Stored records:
— Start —

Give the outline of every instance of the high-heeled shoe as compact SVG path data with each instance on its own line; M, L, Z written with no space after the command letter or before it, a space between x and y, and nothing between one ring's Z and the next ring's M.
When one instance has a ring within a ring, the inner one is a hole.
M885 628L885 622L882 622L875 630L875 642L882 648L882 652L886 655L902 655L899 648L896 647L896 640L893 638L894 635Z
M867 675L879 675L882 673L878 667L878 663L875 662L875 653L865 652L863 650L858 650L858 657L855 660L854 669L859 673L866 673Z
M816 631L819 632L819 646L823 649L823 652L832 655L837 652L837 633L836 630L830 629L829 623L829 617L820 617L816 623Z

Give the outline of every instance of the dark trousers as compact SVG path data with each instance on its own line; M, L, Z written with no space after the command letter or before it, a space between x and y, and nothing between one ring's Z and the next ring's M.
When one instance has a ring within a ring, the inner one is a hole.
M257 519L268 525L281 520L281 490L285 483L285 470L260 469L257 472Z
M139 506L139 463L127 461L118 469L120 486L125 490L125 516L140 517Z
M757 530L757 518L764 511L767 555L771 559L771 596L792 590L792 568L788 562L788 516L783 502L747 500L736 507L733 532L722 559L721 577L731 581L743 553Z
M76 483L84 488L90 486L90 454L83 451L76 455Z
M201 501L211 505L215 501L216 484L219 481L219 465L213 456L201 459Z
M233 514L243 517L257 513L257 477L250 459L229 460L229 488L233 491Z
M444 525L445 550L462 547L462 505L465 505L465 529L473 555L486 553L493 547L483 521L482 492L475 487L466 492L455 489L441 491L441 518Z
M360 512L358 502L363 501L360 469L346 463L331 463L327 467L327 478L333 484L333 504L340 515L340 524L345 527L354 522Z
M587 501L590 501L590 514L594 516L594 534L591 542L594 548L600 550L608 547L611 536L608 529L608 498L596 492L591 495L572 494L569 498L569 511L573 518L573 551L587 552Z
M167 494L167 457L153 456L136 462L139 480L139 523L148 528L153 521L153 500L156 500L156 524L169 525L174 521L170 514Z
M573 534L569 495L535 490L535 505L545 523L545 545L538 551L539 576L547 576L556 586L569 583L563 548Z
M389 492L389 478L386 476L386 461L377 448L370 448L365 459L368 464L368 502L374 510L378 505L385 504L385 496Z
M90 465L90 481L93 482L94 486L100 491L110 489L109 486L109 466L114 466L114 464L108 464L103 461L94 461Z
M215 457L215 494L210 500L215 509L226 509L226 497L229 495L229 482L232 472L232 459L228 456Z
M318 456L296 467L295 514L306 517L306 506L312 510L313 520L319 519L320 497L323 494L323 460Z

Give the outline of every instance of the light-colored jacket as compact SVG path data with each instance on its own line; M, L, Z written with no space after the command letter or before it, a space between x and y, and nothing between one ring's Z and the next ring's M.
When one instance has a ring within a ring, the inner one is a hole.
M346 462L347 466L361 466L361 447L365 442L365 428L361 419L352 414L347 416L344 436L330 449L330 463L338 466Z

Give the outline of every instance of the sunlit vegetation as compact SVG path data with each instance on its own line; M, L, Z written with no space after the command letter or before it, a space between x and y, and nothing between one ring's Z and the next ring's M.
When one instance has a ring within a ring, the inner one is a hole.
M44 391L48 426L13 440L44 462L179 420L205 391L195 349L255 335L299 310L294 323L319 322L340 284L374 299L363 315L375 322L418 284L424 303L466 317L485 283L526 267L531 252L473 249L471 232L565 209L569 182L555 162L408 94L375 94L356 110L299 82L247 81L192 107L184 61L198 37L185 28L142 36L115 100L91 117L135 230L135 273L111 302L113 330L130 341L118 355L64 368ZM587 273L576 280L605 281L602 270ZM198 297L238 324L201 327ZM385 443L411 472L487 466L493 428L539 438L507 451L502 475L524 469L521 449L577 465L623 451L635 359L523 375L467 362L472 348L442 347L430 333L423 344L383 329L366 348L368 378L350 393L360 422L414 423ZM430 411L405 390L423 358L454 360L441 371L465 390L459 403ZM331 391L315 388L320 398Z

— End —

> PROBLEM TO SOLVE
Duplicate all of the lines above without changing anything.

> FINAL RESULT
Give the outline of every instance of the high-heeled shoe as compact SVG path data with each instance on its own line; M, L, Z written with no space after the command letter or before it, a space between x and y, and nothing between one ring's Z and the next ring's M.
When one instance has a ring within a ring, the inner one is a hole.
M885 628L885 622L882 622L875 630L875 642L882 648L882 652L886 655L902 655L899 648L896 647L896 640L893 638L894 635Z
M867 675L879 675L882 673L878 667L878 663L875 662L875 653L865 652L863 650L858 650L858 657L855 660L854 669L859 673L866 673Z
M816 631L819 632L819 646L823 649L823 652L832 655L837 652L837 633L836 630L830 629L829 623L829 617L820 617L816 623Z

Give the outline of every instance of the dark trousers as compact SVG path data with each instance on its own line; M, L, Z written with no space after the command letter or before it, a space between x and y, and nothing between one ring's Z and the next ring's M.
When one instance has a ring within a ring, the inner one is a hole.
M257 519L268 525L281 520L281 490L285 483L285 470L260 469L257 472Z
M139 506L139 463L127 461L118 469L120 486L125 490L125 516L140 517Z
M757 530L757 518L764 511L767 555L771 559L771 596L792 590L792 568L788 562L788 516L783 502L747 500L736 507L733 532L722 559L721 577L731 581L743 553Z
M76 483L84 488L90 486L90 454L83 451L76 455Z
M201 501L211 505L215 501L216 484L219 481L219 465L213 456L201 459Z
M233 514L243 517L257 513L257 477L250 459L229 460L229 488L233 491Z
M444 525L445 550L462 547L462 505L465 505L465 529L473 555L486 553L493 547L483 521L482 492L475 487L466 492L455 489L441 491L441 518Z
M360 512L358 502L363 501L360 469L346 463L331 463L327 467L327 478L333 484L333 504L340 515L340 524L345 527L354 522Z
M587 501L590 501L590 514L594 516L594 534L591 542L594 548L600 550L608 547L611 536L608 529L608 498L596 492L591 495L572 494L569 498L569 511L573 518L573 551L587 552Z
M167 494L167 457L153 456L136 462L139 480L139 523L148 528L153 521L153 500L156 500L156 524L169 525L174 521L170 514Z
M573 534L569 495L535 490L535 505L545 523L545 545L538 551L539 576L547 576L556 586L569 583L563 548Z
M389 492L389 478L386 476L386 461L377 448L370 448L365 459L368 464L368 502L374 510L378 505L385 504L385 496Z
M90 465L90 481L93 482L94 486L100 491L110 489L109 486L109 466L114 466L114 464L108 464L103 461L94 461Z
M215 457L215 494L210 500L215 509L226 509L226 497L229 495L229 482L232 472L232 459L228 456Z
M318 456L296 467L295 514L306 517L306 506L312 510L313 520L319 519L320 497L323 494L323 460Z

Give the outline of every instance of the light-colored jacket as compact SVG path data with each instance on its own line; M, L, Z written with no space after the command letter or before it, a space between x and y, and nothing between one ring's Z and the next ring's M.
When one instance has a ring within a ring, the inner one is a hole.
M346 462L347 466L361 466L361 447L365 442L365 428L361 419L352 414L347 416L344 436L330 449L330 463L338 466Z

Give the outline of every instance of the sunlit vegetation as compact SVG path data with each instance on its own line; M, L, Z written with no space after the command letter or before it, a space between x and y, and nothing between one ring's Z and the next ring's M.
When one instance has a ring within a ring, the inner one is a hole.
M44 391L48 426L13 440L44 462L179 420L205 391L195 349L255 335L299 310L294 323L319 322L340 284L374 299L363 315L375 322L418 284L424 303L466 317L485 283L526 267L531 252L473 249L471 232L565 209L569 182L555 162L408 94L375 94L356 110L299 82L247 81L192 107L184 61L198 37L185 28L142 36L115 100L91 117L135 230L135 273L111 302L113 330L130 341L118 355L64 368ZM587 273L576 280L605 281L602 270ZM198 297L238 324L201 327ZM385 443L411 472L487 466L493 428L539 438L507 451L502 475L524 469L521 449L577 465L623 451L635 359L523 375L467 362L472 348L442 347L430 333L423 344L383 329L366 348L368 378L350 393L360 422L414 423ZM430 411L405 390L423 358L454 360L441 371L465 390L459 403ZM331 391L315 388L320 398Z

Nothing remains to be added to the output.